── Document text
But, if you are wiling to pay the price- no question that Cork makes a very nice handle.

However, with cork of a lesser quality more the norm than the exception, I generally always go over the finished handle with cork filler.

For all of my cork work I only use one product.

Elmers Pro cork filler in the light Oak color. It is reasonable in price, easy to work with and with the new Pro version water proof for outside rod use.

[www.menards.com]

After shaping the grip on the lathe, I leave the grip on the lathe.
Then, I go over the entire grip with the elmers wood filler, taking extra time to fill any blems or faults in the cork.
────
── Given information
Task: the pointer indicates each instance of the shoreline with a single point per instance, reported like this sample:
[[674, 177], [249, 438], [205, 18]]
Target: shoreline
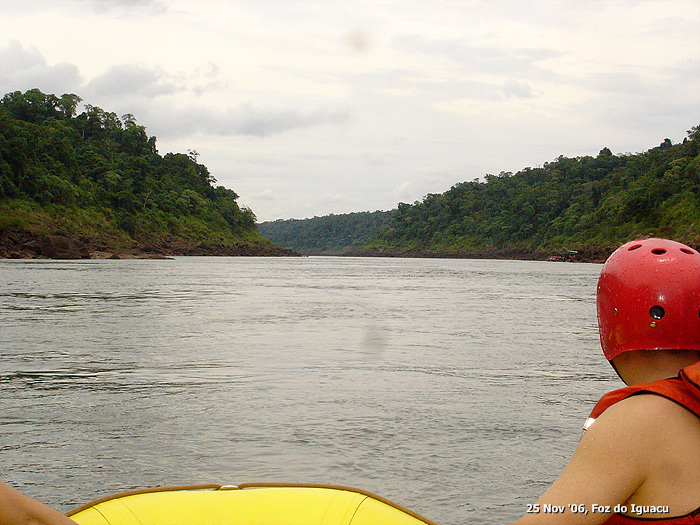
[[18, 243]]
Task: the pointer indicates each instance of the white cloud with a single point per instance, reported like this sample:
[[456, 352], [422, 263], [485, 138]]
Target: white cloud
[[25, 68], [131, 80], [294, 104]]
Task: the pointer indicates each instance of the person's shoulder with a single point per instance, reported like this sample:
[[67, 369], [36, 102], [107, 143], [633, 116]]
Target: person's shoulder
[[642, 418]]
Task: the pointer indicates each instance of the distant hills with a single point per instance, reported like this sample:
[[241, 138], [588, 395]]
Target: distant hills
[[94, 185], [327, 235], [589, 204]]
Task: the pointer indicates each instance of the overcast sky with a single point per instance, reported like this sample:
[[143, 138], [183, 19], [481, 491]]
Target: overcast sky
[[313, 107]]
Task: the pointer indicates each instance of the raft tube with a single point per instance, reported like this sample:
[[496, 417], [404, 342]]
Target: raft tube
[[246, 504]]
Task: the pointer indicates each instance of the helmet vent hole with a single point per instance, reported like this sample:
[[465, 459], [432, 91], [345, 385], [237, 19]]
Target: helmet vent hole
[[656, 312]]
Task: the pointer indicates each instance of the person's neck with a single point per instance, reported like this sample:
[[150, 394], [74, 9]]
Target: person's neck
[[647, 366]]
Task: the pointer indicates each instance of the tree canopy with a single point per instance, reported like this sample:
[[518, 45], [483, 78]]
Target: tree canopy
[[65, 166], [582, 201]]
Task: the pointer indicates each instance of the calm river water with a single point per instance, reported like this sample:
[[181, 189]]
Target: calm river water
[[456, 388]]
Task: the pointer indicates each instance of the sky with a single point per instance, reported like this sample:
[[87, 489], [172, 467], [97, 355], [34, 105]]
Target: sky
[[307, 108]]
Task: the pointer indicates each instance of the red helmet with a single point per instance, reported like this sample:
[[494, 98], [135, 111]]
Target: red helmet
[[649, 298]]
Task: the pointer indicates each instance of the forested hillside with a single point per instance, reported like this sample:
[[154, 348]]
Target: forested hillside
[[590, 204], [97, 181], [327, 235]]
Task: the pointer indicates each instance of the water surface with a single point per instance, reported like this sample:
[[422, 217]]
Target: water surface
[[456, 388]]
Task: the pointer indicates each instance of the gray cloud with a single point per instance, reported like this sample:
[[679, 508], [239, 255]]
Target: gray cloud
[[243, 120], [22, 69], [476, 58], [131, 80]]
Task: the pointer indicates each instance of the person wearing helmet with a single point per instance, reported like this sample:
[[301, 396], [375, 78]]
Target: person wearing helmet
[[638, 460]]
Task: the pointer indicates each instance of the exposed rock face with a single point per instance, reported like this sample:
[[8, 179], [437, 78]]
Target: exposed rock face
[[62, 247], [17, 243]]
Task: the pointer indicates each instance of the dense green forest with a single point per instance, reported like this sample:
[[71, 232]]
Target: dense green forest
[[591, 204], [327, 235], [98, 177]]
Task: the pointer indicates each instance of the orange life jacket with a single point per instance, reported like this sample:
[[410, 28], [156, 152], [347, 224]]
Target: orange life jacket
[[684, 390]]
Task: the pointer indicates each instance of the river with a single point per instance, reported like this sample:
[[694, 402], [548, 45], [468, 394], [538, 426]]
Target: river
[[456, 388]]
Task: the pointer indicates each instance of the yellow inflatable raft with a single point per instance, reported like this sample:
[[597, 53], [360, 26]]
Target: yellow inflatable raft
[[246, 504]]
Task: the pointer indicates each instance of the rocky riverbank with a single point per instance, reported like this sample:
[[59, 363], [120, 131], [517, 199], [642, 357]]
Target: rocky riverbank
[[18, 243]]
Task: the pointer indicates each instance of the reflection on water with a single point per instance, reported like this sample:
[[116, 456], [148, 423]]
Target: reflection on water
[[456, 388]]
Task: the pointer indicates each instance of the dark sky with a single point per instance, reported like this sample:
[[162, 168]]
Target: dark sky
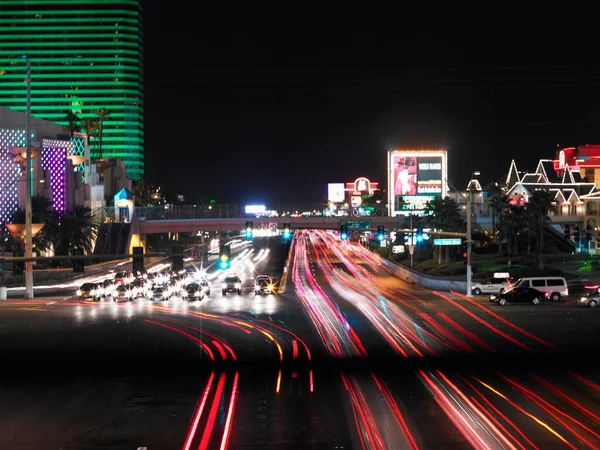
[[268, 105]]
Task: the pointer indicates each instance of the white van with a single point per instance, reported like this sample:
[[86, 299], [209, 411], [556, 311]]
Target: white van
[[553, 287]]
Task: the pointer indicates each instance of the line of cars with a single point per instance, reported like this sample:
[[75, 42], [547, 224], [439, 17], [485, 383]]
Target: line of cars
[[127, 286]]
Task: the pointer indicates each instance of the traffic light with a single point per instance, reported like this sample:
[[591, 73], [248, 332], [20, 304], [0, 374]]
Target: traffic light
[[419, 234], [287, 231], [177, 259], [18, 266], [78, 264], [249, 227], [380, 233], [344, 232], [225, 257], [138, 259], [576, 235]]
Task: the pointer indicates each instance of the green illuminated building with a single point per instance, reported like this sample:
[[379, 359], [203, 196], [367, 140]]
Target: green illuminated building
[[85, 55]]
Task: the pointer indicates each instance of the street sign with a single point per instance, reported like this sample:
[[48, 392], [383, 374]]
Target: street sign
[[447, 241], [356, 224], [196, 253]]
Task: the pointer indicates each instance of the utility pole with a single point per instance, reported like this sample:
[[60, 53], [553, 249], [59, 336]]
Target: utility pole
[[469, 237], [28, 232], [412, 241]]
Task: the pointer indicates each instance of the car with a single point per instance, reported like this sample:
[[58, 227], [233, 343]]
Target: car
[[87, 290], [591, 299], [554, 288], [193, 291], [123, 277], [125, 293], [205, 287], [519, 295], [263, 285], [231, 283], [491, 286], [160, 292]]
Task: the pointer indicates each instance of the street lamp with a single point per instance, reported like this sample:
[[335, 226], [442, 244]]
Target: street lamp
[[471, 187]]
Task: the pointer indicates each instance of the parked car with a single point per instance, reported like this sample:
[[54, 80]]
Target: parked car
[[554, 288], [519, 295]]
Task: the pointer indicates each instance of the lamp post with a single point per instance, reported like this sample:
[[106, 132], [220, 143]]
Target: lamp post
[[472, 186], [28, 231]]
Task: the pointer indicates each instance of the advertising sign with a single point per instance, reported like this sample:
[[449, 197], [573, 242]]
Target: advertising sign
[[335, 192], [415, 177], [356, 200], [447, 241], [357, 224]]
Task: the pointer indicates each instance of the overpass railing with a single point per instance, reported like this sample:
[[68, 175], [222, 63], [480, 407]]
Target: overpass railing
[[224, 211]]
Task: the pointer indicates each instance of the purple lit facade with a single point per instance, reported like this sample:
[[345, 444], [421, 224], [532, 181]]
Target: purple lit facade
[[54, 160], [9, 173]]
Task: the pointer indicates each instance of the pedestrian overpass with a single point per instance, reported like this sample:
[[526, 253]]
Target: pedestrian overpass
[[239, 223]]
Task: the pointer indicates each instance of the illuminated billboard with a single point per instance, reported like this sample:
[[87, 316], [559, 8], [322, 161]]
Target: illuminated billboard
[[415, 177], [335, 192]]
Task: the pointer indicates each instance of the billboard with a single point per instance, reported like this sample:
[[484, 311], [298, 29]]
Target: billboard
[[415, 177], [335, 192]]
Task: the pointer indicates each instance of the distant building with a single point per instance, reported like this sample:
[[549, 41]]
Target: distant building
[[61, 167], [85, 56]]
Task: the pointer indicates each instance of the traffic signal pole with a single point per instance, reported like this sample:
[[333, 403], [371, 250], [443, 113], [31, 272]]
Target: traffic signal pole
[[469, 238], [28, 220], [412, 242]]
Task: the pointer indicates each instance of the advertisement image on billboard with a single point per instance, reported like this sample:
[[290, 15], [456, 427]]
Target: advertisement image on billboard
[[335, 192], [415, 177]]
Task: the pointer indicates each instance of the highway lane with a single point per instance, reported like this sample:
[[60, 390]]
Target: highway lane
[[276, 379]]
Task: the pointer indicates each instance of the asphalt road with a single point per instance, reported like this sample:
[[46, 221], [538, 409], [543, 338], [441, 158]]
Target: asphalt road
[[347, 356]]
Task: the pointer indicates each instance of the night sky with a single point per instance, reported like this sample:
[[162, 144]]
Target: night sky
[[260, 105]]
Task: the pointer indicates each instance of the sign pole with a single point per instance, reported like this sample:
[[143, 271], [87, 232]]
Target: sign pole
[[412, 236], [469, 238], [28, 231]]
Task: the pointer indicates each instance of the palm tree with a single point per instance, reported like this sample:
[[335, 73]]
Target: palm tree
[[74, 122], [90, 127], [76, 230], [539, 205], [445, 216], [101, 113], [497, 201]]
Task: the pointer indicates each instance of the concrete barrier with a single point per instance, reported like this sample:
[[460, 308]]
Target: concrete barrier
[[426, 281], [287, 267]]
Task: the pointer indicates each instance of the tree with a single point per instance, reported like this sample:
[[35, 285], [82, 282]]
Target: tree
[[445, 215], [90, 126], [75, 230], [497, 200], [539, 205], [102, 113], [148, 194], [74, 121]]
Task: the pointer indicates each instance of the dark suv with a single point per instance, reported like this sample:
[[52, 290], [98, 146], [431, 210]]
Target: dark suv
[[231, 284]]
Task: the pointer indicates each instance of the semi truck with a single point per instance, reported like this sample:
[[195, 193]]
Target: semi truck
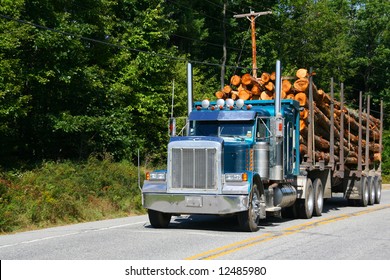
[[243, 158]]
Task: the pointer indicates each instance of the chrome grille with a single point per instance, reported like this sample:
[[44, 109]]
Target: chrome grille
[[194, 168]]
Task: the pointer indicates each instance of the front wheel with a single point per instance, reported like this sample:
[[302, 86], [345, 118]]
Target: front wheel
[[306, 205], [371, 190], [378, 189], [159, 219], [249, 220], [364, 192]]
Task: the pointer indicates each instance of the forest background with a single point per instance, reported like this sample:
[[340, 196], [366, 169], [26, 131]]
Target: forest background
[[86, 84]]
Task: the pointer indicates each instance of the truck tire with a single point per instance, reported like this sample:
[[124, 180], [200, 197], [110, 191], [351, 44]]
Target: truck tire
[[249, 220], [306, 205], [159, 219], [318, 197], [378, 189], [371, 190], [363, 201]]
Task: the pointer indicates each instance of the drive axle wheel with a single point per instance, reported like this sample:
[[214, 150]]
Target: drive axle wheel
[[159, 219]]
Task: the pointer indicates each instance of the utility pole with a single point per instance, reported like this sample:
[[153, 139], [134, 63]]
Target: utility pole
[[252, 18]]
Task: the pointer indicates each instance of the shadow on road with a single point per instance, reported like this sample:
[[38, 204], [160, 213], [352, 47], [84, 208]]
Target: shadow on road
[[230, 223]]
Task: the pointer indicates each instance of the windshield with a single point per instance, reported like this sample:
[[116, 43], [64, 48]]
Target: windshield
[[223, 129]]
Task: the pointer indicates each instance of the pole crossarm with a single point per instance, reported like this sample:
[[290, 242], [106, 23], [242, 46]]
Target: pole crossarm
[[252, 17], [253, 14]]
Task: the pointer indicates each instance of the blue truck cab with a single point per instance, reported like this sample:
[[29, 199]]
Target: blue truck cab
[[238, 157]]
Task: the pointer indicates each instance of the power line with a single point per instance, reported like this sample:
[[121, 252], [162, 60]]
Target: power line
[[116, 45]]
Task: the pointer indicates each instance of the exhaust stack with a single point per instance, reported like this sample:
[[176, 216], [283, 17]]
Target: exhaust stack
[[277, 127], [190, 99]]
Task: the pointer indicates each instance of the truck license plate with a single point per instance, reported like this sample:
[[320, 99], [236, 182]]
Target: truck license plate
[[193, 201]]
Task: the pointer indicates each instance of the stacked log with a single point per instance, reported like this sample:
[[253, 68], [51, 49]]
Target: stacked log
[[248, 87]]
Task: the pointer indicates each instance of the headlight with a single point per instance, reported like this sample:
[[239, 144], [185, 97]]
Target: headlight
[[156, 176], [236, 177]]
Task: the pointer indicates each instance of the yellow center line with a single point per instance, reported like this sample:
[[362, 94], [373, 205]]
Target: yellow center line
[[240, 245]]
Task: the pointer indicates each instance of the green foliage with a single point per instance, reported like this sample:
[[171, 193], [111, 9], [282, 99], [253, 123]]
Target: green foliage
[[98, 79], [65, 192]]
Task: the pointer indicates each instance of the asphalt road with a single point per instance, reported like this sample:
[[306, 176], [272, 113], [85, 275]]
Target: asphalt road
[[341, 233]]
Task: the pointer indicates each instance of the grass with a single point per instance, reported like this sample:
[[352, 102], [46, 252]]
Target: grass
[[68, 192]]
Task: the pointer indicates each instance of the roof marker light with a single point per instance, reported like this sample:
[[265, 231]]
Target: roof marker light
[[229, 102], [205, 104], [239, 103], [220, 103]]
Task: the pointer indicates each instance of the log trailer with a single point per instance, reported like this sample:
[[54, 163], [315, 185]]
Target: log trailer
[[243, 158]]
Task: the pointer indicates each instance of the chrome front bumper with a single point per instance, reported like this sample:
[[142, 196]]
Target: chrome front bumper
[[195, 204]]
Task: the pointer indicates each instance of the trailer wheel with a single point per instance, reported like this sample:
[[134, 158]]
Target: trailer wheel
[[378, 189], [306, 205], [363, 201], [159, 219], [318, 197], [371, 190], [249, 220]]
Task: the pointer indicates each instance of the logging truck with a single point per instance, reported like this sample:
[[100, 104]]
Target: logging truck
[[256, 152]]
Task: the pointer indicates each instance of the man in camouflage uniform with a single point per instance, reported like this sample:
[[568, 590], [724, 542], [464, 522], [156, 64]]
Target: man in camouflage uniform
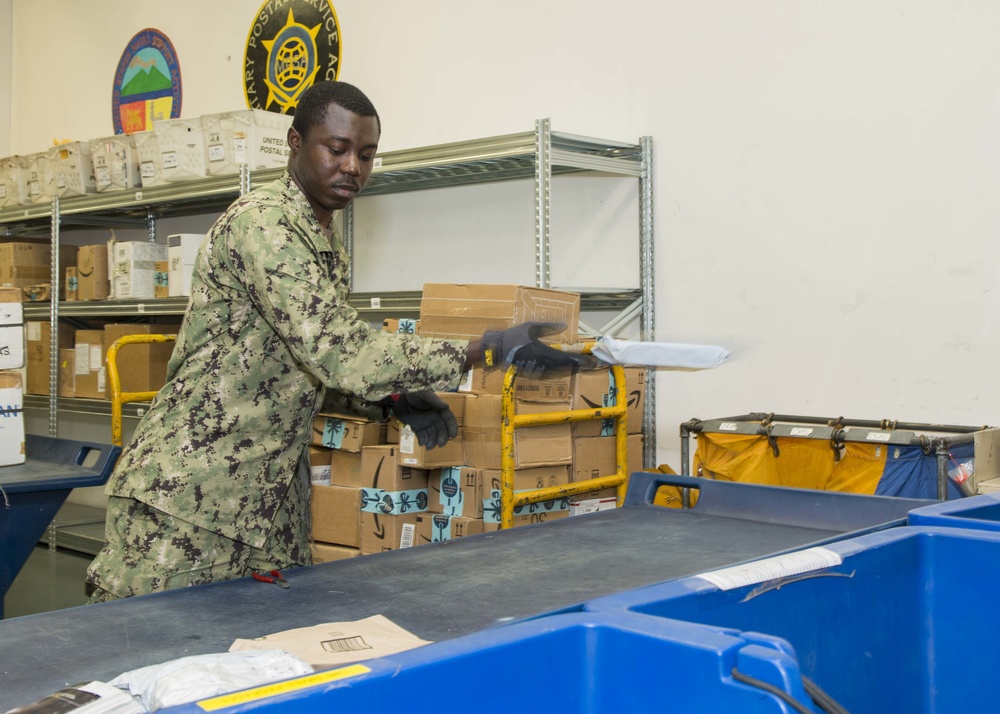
────
Stated goal
Continue the text on finishing cork rod handles, picking up right after its final sentence.

The answer
After letting the filler dry for an hour, I start with 150 grit paper with a backing board to knock off the high spots and quickly go down to 220, 320, 400 grit paper. Then, I do the final finish by reversing the 400 grit paper and use the back side of the 400 grit to get the nice smooth finish on the grip. By doing the work on the lathe, the finish work for the filler only takes a few minutes to have the perfect grip. By using the exterior Elmers wood filler, it is a long lasting finish on the grip that will last many seasons. But if necessary, at any time it is easy to use simple green cleaner and a tooth brush to do a nice deep clean of the cork and then after the grip is completely dry on the completed rod, do a spot touch up with the wood filler to take care of any blems that might have shown up over seasons of use with the rod.

[www.menards.com]

or

[www.menards.com]

p.s.
I use simply green cleaner and a tooth brush to clean all of my full rods and grips at the end of each season to keep the rods and grips looking like new.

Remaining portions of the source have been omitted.